## EXTRACTED DATA
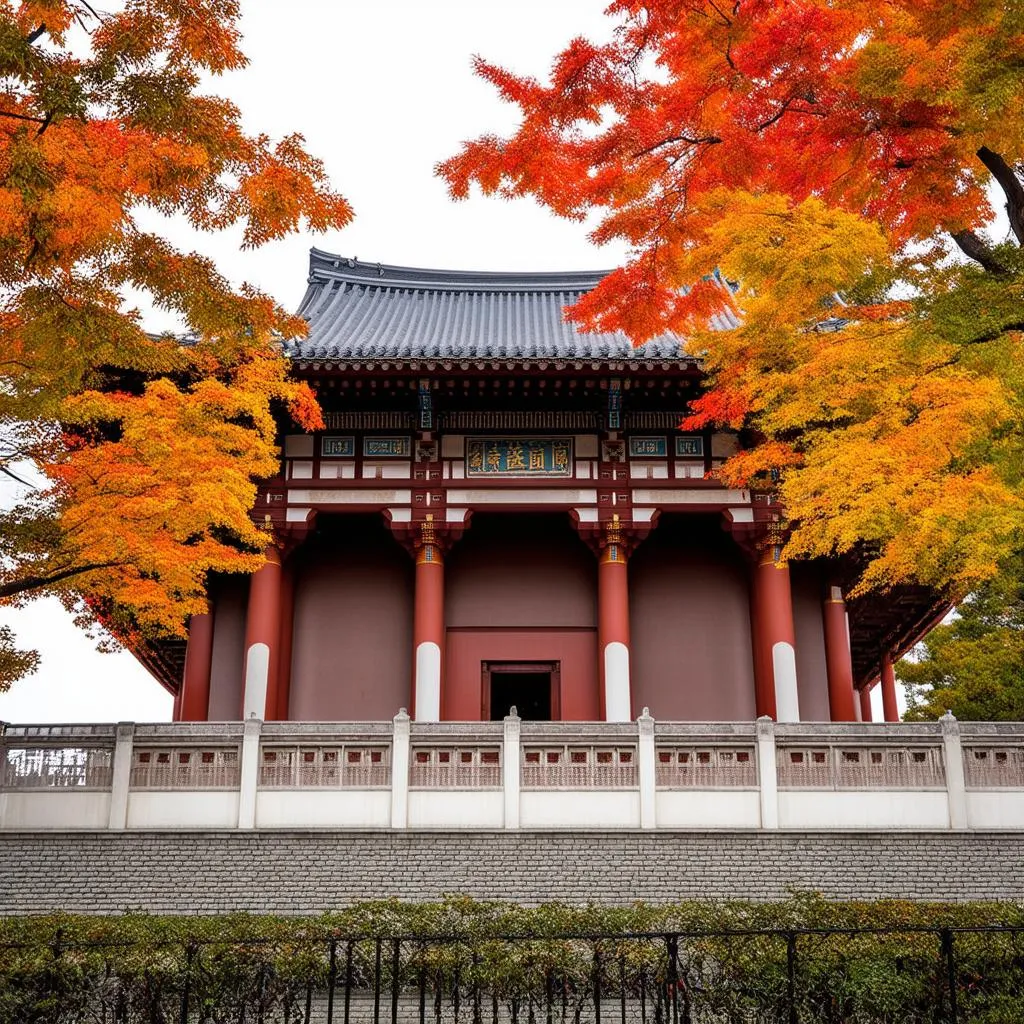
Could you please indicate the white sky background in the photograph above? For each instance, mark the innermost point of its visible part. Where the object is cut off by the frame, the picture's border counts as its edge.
(382, 90)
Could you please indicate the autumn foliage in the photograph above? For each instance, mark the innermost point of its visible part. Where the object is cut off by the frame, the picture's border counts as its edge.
(152, 445)
(811, 165)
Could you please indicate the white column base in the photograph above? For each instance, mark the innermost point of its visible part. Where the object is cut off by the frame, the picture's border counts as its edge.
(616, 682)
(428, 682)
(257, 677)
(783, 660)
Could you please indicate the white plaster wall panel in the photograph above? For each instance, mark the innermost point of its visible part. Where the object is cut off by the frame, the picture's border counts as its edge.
(453, 446)
(707, 809)
(995, 809)
(542, 496)
(299, 446)
(381, 497)
(587, 809)
(164, 809)
(863, 809)
(667, 497)
(337, 470)
(39, 809)
(386, 470)
(460, 809)
(323, 808)
(648, 470)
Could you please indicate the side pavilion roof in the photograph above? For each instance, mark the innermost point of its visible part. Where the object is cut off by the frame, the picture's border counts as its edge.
(371, 311)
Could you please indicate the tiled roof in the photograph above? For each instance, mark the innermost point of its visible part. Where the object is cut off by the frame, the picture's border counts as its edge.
(375, 311)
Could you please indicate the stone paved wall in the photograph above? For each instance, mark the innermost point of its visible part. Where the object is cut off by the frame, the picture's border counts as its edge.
(309, 871)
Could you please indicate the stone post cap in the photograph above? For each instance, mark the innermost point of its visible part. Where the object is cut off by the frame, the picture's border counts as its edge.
(950, 727)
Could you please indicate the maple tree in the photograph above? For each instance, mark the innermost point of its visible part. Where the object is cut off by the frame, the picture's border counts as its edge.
(151, 445)
(973, 665)
(810, 165)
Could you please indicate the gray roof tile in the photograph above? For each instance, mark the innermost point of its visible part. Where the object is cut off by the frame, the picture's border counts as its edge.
(374, 311)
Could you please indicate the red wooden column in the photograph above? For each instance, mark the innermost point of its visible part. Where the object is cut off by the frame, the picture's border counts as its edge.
(428, 625)
(285, 642)
(764, 686)
(613, 625)
(865, 702)
(839, 665)
(262, 639)
(889, 710)
(196, 684)
(775, 633)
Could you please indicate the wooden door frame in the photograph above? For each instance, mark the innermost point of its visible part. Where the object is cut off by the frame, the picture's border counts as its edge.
(553, 669)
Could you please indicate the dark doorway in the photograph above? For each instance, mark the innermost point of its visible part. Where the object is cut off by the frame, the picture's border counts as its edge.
(530, 687)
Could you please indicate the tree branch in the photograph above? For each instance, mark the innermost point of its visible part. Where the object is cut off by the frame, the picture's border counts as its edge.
(22, 117)
(995, 333)
(38, 582)
(1011, 185)
(705, 140)
(979, 250)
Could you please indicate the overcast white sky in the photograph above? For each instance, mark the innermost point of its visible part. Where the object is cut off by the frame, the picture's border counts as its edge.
(382, 90)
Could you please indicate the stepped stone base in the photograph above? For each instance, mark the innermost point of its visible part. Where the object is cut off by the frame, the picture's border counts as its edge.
(299, 872)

## WRITTEN PROBLEM
Take the listing and print it again exactly, but without any pictures.

## RIGHT ANSWER
Could you please indicate the white sky background in the photograph above? For each instance, mark the innermost point of its visible part. Where the object is cut off by the frame, the picture's border counts as its edge.
(382, 90)
Could you please indicate the autumn foliage in the photograph above? For each instance, mark the innermost point of its visible part. Where the object is cut off by the frame, the picture's border counts as its edge.
(152, 445)
(811, 165)
Could you please indicate the white column base in the photograph above? For each instance, mark the innermost point of its visible part. Where the object is cut off by the frame, the picture's border counts as its edge.
(616, 682)
(428, 682)
(257, 677)
(783, 660)
Could you please indicate the white plaster wall panel in the photograph above? For each instance, mark the innermost point of its visible part. Where the object is cut off by the frame, the picture's border counts as its edge.
(453, 446)
(707, 809)
(995, 809)
(542, 496)
(299, 446)
(381, 497)
(587, 809)
(164, 809)
(863, 809)
(667, 497)
(337, 470)
(39, 809)
(386, 470)
(460, 809)
(323, 808)
(648, 470)
Could you please indicate the side pavilion roof in the photograph above? For each instance, mark the innermost point of its visible part. Where the object is cut off by the frame, the picture's border counts as its edge.
(371, 311)
Could you please indicate the tiled roof in the photograph above? For each instance, mark the innermost point of its visible part. Where the object is cut off by the frame, the picture's border counts as its edge.
(375, 311)
Could you please indicate the stone paved wall in the photograph above? For each instance, mark the innermost point of its visible part. Where the object is cut off by the frame, the picture's border counts as its edge.
(309, 871)
Could you please indicate the stone post cap in the photograph above? For each instance, mark the innermost point of its visible part. Where the object is cut off by the frame, the picture's border counts as its edge.
(950, 727)
Could you please indicate the maple tree in the photograph above? For each instance, mark the innermost point of its visible part. Where the object is cut off by the frame, the picture's border counts as its edge.
(151, 445)
(973, 665)
(810, 165)
Could you please indicate the gray roof tile in the photograph above? For each instance, mark the innermost point of its visible part. Where the object is cut off by the frame, the picture's border counts as its edge.
(374, 311)
Could you please indicate the red wooden column in the photograph above? For each instance, mark the innermost point of its visible part. Where the object is cut off by the frame, the picture's border counts as its edge.
(428, 625)
(285, 642)
(764, 686)
(613, 625)
(865, 702)
(839, 665)
(262, 639)
(889, 710)
(196, 684)
(775, 633)
Could you please indicate the wooden door frame in the photograph above? For each instance, mark the innermost point of its visible part. Where the object is cut off by the frame, the picture's border counts as its edge.
(553, 669)
Could you please indicate the dark doorway in the photograph above? For each instance, mark the innermost point of its visible part. Where the object is cut off by the frame, the picture's border counts as its edge.
(530, 687)
Could you please indicate the tree branch in the photograph above? For each instance, mark the innermost point of its visible part. Where the object is cut off by the frame, the picture's border counts as its edge.
(22, 117)
(995, 333)
(38, 582)
(1011, 185)
(705, 140)
(979, 250)
Could you please indicate the overcast white sky in the photograph above? For each instance, mark the innermost point of its visible part. Where the object is cut off by the frame, the picture's border counts as its edge.
(382, 90)
Could you please indicate the stepped stone base in the photograph above? For each instance, mark the innermost point of its visible part. Where the object is cut off by the frame, the picture's border counts as its edge.
(299, 872)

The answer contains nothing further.